** Begin TASK DATA **

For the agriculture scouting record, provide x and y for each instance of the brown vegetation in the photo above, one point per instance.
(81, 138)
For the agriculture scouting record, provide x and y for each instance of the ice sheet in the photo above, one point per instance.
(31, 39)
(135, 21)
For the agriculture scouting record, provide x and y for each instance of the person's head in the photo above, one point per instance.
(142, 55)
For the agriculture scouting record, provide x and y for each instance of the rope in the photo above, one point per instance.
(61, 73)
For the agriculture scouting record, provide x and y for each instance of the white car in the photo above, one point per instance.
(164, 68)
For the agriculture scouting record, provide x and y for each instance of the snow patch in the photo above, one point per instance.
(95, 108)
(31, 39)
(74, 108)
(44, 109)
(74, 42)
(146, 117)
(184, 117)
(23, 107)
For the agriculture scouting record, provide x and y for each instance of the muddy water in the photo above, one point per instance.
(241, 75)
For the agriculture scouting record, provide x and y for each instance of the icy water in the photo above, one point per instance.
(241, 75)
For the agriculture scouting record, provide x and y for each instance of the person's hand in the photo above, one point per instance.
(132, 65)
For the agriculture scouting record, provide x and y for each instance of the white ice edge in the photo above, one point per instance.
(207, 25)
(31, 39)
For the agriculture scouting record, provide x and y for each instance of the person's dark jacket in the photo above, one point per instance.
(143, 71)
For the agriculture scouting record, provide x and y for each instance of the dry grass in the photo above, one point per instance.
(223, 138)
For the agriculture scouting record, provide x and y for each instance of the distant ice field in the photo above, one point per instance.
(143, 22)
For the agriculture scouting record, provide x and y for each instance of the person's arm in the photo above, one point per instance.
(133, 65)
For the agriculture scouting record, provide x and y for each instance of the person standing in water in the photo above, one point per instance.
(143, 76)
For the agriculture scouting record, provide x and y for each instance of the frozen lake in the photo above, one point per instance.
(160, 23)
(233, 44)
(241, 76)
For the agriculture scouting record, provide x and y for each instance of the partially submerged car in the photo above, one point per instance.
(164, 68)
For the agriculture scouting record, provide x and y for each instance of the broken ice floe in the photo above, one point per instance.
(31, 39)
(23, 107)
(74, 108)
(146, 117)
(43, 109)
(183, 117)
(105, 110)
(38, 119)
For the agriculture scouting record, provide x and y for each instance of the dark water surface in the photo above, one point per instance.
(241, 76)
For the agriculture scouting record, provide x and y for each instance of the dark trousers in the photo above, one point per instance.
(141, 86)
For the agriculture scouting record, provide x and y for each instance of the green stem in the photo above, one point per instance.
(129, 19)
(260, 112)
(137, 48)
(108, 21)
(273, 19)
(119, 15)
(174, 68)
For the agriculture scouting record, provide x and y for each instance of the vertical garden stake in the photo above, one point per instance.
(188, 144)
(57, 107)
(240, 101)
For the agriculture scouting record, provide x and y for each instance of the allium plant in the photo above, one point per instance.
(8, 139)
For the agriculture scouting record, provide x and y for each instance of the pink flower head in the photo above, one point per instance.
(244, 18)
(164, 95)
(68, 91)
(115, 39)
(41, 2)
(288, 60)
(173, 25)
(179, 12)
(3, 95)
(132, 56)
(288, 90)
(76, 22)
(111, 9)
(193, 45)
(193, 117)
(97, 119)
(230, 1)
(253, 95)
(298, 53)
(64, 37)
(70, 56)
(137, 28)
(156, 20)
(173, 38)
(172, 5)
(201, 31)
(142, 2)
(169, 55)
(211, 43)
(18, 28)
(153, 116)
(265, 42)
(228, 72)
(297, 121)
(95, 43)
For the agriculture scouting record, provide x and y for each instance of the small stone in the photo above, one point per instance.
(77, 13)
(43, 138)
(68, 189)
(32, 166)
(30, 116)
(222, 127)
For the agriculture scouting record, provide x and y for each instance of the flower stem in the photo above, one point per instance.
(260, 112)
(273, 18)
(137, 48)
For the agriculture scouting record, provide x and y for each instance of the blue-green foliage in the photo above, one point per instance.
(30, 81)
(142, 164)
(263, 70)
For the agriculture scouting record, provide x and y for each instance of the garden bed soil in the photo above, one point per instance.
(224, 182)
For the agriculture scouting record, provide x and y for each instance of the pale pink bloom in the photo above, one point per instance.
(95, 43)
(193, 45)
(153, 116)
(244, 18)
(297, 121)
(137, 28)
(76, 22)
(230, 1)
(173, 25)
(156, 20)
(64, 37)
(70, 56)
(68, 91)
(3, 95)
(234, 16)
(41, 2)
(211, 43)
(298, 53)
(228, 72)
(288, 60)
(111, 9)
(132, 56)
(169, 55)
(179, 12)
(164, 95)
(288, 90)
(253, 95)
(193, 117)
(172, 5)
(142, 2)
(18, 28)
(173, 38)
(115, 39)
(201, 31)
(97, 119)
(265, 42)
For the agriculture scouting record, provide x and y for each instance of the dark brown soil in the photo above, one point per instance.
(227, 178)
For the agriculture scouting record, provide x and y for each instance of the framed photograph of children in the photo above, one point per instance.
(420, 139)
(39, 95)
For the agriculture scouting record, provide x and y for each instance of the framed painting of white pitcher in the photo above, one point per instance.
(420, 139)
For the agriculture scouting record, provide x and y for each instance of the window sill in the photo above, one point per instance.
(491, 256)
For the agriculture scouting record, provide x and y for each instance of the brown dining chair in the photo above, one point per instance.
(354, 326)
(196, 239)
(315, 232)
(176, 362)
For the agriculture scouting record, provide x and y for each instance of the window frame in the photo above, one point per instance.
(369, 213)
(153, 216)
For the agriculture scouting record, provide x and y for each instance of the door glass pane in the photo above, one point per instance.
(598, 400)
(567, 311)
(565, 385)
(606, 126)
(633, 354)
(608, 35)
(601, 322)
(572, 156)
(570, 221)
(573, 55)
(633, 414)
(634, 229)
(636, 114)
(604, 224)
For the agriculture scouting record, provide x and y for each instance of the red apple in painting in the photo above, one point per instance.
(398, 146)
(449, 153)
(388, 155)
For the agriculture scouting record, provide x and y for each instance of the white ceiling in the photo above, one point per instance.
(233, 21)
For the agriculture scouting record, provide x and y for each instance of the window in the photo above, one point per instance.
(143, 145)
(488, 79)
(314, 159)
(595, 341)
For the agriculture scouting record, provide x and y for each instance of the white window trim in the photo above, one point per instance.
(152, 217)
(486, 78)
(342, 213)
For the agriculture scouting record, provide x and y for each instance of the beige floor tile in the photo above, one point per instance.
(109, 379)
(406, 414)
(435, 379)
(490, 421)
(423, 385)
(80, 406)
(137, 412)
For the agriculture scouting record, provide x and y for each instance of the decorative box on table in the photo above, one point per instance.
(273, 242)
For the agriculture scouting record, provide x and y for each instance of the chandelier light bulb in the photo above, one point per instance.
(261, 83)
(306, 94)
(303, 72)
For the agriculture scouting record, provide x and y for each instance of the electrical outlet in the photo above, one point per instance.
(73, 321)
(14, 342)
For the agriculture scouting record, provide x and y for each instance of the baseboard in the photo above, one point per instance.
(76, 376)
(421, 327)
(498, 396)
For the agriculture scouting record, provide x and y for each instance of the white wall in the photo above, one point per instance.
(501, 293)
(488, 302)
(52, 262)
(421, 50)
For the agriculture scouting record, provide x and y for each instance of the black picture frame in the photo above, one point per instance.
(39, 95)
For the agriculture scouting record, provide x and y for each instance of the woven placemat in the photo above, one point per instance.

** End TASK DATA **

PROBLEM TO SOLVE:
Word for word, write out the data.

ANSWER TO THIS EXERCISE:
For the agriculture scouting record, provide x and y for each instance of the brown vegetation in the photo above, one point per instance.
(81, 138)
For the agriculture scouting record, provide x and y for each instance of the ice sheet in the photo above, one point per instance.
(31, 39)
(135, 21)
For the agriculture scouting record, provide x and y for each instance of the person's head in the photo above, one point per instance.
(142, 55)
For the agriculture scouting record, provide x and y for each instance of the rope in the photo above, one point per instance.
(61, 73)
For the agriculture scouting record, provide x and y for each instance of the white car in the photo above, one point per instance.
(164, 68)
For the agriculture scouting record, provide x and y for each instance of the snow patch in the photo above, one point per instance.
(95, 108)
(31, 39)
(74, 108)
(44, 109)
(74, 42)
(146, 117)
(184, 117)
(23, 107)
For the agriculture scouting record, provide x and y for each instance of the muddy water in the photo above, one point per instance.
(241, 75)
For the agriculture scouting record, provide x and y for each instance of the icy water in the photo above, one point per instance.
(241, 75)
For the agriculture scouting record, provide x and y for each instance of the person's hand in the photo above, one point per instance.
(132, 65)
For the agriculture scouting record, provide x and y for each instance of the white ice edge in the photo above, one point per instance.
(207, 25)
(31, 39)
For the agriculture scouting record, provide x and y for each instance of the person's dark jacket in the photo above, one point per instance.
(143, 71)
For the agriculture scouting record, provide x and y for each instance of the dry grass in the photo above, one point per instance.
(223, 138)
For the agriculture scouting record, provide x and y for each instance of the distant ice field in the photo above, one point per instance.
(143, 22)
For the agriculture scouting record, provide x and y for each instance of the person's arm in the photo above, one point per instance.
(133, 65)
For the agriculture scouting record, provide x and y for each instance of the person standing in water in the photo above, one point per instance.
(143, 76)
For the agriculture scouting record, provide x and y for each instance of the frozen lake in the photo above, one point per instance.
(160, 23)
(233, 44)
(241, 76)
For the agriculture scouting record, provide x and y for each instance of the partially submerged car in the photo above, one point per instance.
(164, 68)
For the agriculture scouting record, provide x and y for each instance of the broken ice floe in the photo above, one point per instance.
(31, 39)
(23, 107)
(74, 108)
(146, 117)
(43, 109)
(183, 117)
(105, 110)
(38, 119)
For the agriculture scouting record, provide x and y for each instance of the dark water surface in the photo above, one point per instance.
(241, 76)
For the agriculture scouting record, provide x and y for each instance of the dark trousers in the photo above, one point per instance.
(141, 86)
For the agriculture scouting record, provide x and y for each instance of the green stem in the photo above, one point per instance.
(129, 19)
(260, 112)
(137, 48)
(108, 21)
(273, 19)
(119, 15)
(174, 68)
For the agriculture scouting record, provide x and y for each instance of the vertical garden stake in the photo above, one point per instance.
(188, 144)
(57, 107)
(240, 101)
For the agriculture scouting record, provide x and y for each instance of the allium plant in the photo above, one point per instance.
(8, 139)
For the agriculture scouting record, provide x and y for each instance of the pink flower head in the photo above, one point per instance.
(244, 18)
(164, 95)
(68, 91)
(115, 39)
(41, 2)
(288, 60)
(173, 25)
(179, 12)
(3, 95)
(132, 56)
(288, 90)
(76, 22)
(111, 9)
(193, 45)
(193, 117)
(97, 119)
(230, 1)
(253, 95)
(298, 53)
(64, 37)
(70, 56)
(137, 28)
(156, 20)
(173, 38)
(172, 5)
(201, 31)
(142, 2)
(169, 55)
(211, 43)
(18, 28)
(153, 116)
(265, 42)
(228, 72)
(297, 121)
(95, 43)
For the agriculture scouting record, provide x and y for each instance of the small stone in the photo above, one point per instance.
(77, 13)
(43, 138)
(68, 189)
(32, 166)
(30, 116)
(222, 127)
For the agriculture scouting record, provide x and y for each instance of the flower stem in the photo above, one point per instance.
(260, 112)
(273, 18)
(137, 48)
For the agriculture scouting record, provide x and y for each instance of the blue-green foliage in the photo above, one point per instance.
(30, 81)
(142, 164)
(263, 70)
For the agriculture scouting record, provide x and y for each instance of the garden bed soil in the photo above, one point per instance.
(224, 182)
For the agriculture scouting record, provide x and y for each instance of the pale pink bloom in the photo above, one point per instance.
(95, 43)
(193, 45)
(153, 116)
(244, 18)
(297, 121)
(137, 28)
(76, 22)
(230, 1)
(173, 25)
(156, 20)
(64, 37)
(70, 56)
(68, 91)
(3, 95)
(234, 16)
(41, 2)
(211, 43)
(298, 53)
(228, 72)
(288, 60)
(111, 9)
(132, 56)
(169, 55)
(179, 12)
(164, 95)
(288, 90)
(253, 95)
(193, 117)
(172, 5)
(142, 2)
(18, 28)
(173, 38)
(115, 39)
(201, 31)
(97, 119)
(265, 42)
For the agriculture scouting record, provide x and y for each instance of the dark brown soil in the photo above, one point per instance.
(227, 178)
For the agriculture scouting record, provide x and y for each instance of the framed photograph of children in the photo above, one point per instance.
(420, 139)
(39, 95)
For the agriculture scouting record, provide x and y for each instance of the framed painting of white pitcher in the photo above, one point per instance.
(420, 139)
For the agriculture scouting record, provide x and y for each instance of the window sill in the photo above, one point per instance.
(491, 256)
For the agriculture scouting record, provide x and y for each instance of the brown dining chair in the photo above, one point per instance.
(354, 326)
(196, 239)
(315, 232)
(176, 362)
For the agriculture scouting record, provide x and y for each instance of the window frame in the photo above, one point per instance.
(369, 213)
(153, 216)
For the agriculture scouting record, provide x and y for each instance of the door glass pane in the photo above, one point per instance.
(598, 400)
(567, 311)
(565, 385)
(606, 126)
(633, 354)
(608, 35)
(601, 322)
(572, 156)
(570, 221)
(573, 55)
(633, 414)
(634, 229)
(636, 114)
(604, 224)
For the agriculture scouting record, provide x and y for each instance of the red apple in painting in the photo above, one point per instance.
(398, 146)
(449, 153)
(388, 155)
For the agriculture scouting record, provide x and y for each instance of the white ceiling in the photo above, one point per instance.
(233, 21)
For the agriculture scouting record, provide x and y for each instance of the window in the photo above, one point per instance.
(143, 145)
(488, 79)
(314, 159)
(595, 341)
For the agriculture scouting record, provide x and y for each instance of the white window trim in the photo above, one point per instance.
(152, 217)
(486, 78)
(342, 213)
For the agriculture scouting record, provide x and y for each instance of the beige floor tile in the photo above, one point per instance.
(109, 379)
(406, 414)
(435, 379)
(490, 421)
(423, 385)
(80, 406)
(137, 412)
For the agriculture scouting record, provide x and y for each instance of the decorative box on table in the photo above, one point per instance.
(273, 242)
For the agriculture scouting record, provide x and y for each instance of the chandelier light bulb in the photo above, one point per instance.
(261, 83)
(306, 94)
(303, 72)
For the agriculture scouting record, provide x and y for each instance of the electrical outlet in the photo above, one point per instance.
(73, 321)
(14, 342)
For the agriculture scouting record, provide x and y for each instance of the baseboard in the photo above, one point per instance.
(76, 376)
(421, 327)
(498, 396)
For the agriculture scouting record, provide x and y for each instance of the white wall in the photo above, one point per instance.
(501, 293)
(488, 302)
(52, 262)
(421, 50)
For the agriculture scouting record, provide x and y for each instance of the black picture frame in the photo above, one point per instance.
(39, 95)
For the agriculture scouting record, provide x and y for each instance of the woven placemat in the photo above, one point per instance.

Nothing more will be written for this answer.